Arrange every line of the records below as a numbered list, omitting any blank lines.
>>>
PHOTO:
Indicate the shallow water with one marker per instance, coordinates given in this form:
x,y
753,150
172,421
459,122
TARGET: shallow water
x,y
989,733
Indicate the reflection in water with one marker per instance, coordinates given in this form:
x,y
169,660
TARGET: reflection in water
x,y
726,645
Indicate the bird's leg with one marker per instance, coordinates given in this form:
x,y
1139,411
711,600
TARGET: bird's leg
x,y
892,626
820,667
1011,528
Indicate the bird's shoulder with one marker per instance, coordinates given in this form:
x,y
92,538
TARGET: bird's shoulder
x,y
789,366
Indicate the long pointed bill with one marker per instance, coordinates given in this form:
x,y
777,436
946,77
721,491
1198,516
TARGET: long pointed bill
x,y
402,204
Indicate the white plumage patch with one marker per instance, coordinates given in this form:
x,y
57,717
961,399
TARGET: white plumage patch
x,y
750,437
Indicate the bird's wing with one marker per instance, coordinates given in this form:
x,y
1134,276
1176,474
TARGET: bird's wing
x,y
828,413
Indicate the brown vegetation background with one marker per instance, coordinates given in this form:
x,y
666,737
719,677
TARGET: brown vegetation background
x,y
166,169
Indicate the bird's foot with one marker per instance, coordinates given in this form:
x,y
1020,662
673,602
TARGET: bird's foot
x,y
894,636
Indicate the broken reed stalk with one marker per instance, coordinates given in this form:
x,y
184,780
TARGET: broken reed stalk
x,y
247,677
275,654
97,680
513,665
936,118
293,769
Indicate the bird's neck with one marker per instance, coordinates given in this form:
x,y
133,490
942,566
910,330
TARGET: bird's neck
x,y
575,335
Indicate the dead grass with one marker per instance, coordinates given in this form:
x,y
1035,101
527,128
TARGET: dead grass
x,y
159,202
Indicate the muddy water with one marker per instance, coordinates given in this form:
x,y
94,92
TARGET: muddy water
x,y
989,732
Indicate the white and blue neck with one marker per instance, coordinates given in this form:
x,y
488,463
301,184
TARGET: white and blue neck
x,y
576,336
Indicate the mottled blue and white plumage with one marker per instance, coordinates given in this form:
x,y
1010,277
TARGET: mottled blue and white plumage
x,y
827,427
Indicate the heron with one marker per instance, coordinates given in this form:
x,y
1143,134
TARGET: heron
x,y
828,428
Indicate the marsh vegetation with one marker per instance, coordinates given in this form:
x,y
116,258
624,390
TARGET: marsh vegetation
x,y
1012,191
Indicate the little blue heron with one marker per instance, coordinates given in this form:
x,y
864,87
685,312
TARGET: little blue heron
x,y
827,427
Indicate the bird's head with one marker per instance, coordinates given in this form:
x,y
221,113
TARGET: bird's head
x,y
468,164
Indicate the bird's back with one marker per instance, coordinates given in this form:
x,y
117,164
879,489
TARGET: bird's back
<<<
Output below |
1. PHOTO:
2. Indicate the shallow water with one marker per instance, coordinates given in this form:
3. x,y
4. 753,150
5. 172,421
6. 459,122
7. TARGET: shallow water
8. x,y
9. 989,733
10. Indicate the reflection in water with one marker per instance, coordinates given in this form:
11. x,y
12. 169,660
13. TARGET: reflection in water
14. x,y
15. 726,645
16. Indicate the bird's leg with one marker per instance, coordinates given in this form:
17. x,y
18. 1139,411
19. 711,600
20. TARGET: bird's leg
21. x,y
22. 892,626
23. 820,667
24. 1011,528
25. Indicate the bird's shoulder with one marker per instance, coordinates given in this form:
26. x,y
27. 92,538
28. TARGET: bird's shoulder
29. x,y
30. 789,366
31. Indicate the long pointed bill with one marker per instance, coordinates given in this form:
32. x,y
33. 777,436
34. 946,77
35. 721,491
36. 1198,516
37. TARGET: long pointed bill
38. x,y
39. 402,204
40. Indicate the white plumage patch with one marker per instance, coordinates given in this form:
41. x,y
42. 57,717
43. 961,399
44. TARGET: white plumage patch
45. x,y
46. 750,437
47. Indicate the bird's wing with one marker per instance, coordinates given in this form:
48. x,y
49. 1134,276
50. 1176,474
51. TARGET: bird's wing
52. x,y
53. 828,413
54. Indicate the brown vegetation background with one marker per instance, coordinates given in this form:
55. x,y
56. 666,737
57. 719,677
58. TARGET: brown vegetation background
59. x,y
60. 166,169
61. Indicate the bird's foot with one marker per instance, coordinates given in this form:
62. x,y
63. 1020,662
64. 673,602
65. TARGET: bird's foot
66. x,y
67. 894,636
68. Indicate the broken reed stalk with one marker per instance, coordinates given in this form:
69. x,y
70. 184,780
71. TARGET: broken reed stalk
72. x,y
73. 247,677
74. 275,654
75. 97,680
76. 513,665
77. 936,118
78. 293,769
79. Indicate the bird's neck with one marker per instance, coordinates given in this form:
80. x,y
81. 133,490
82. 942,566
83. 910,330
84. TARGET: bird's neck
85. x,y
86. 575,335
87. Indicate the dead grass with one marker per instance, coordinates given in this form:
88. x,y
89. 1035,101
90. 527,128
91. TARGET: dead grass
92. x,y
93. 159,202
94. Indicate the muddy water with one marker per instance, coordinates given in this form:
95. x,y
96. 94,92
97. TARGET: muddy water
98. x,y
99. 989,732
100. Indicate the white and blue neck with one marker per instance, coordinates given in this form:
101. x,y
102. 488,463
103. 301,184
104. TARGET: white and blue neck
105. x,y
106. 576,336
107. Indicate the mottled blue and white plumage with one marker per instance, coordinates given in this form:
108. x,y
109. 1010,277
110. TARGET: mottled blue and white plumage
111. x,y
112. 827,427
113. Indicate the heron with one marker per instance, coordinates given in this form:
114. x,y
115. 1143,134
116. TARGET: heron
117. x,y
118. 828,428
119. Indicate the marsh vegetation with one marker per instance, coordinates given in this form:
120. x,y
121. 116,258
122. 624,390
123. TARGET: marsh vegetation
124. x,y
125. 1012,191
126. Indicate the little blue heron with one marker per instance, coordinates given in this form:
127. x,y
128. 864,87
129. 685,312
130. TARGET: little blue heron
131. x,y
132. 827,427
133. Indicate the bird's head with one marker per instance, coordinates given in this form:
134. x,y
135. 221,113
136. TARGET: bird's head
137. x,y
138. 468,164
139. Indicate the bird's back with one marker per instance, coordinates given in this form:
140. x,y
141. 117,164
142. 879,489
143. TARGET: bird's back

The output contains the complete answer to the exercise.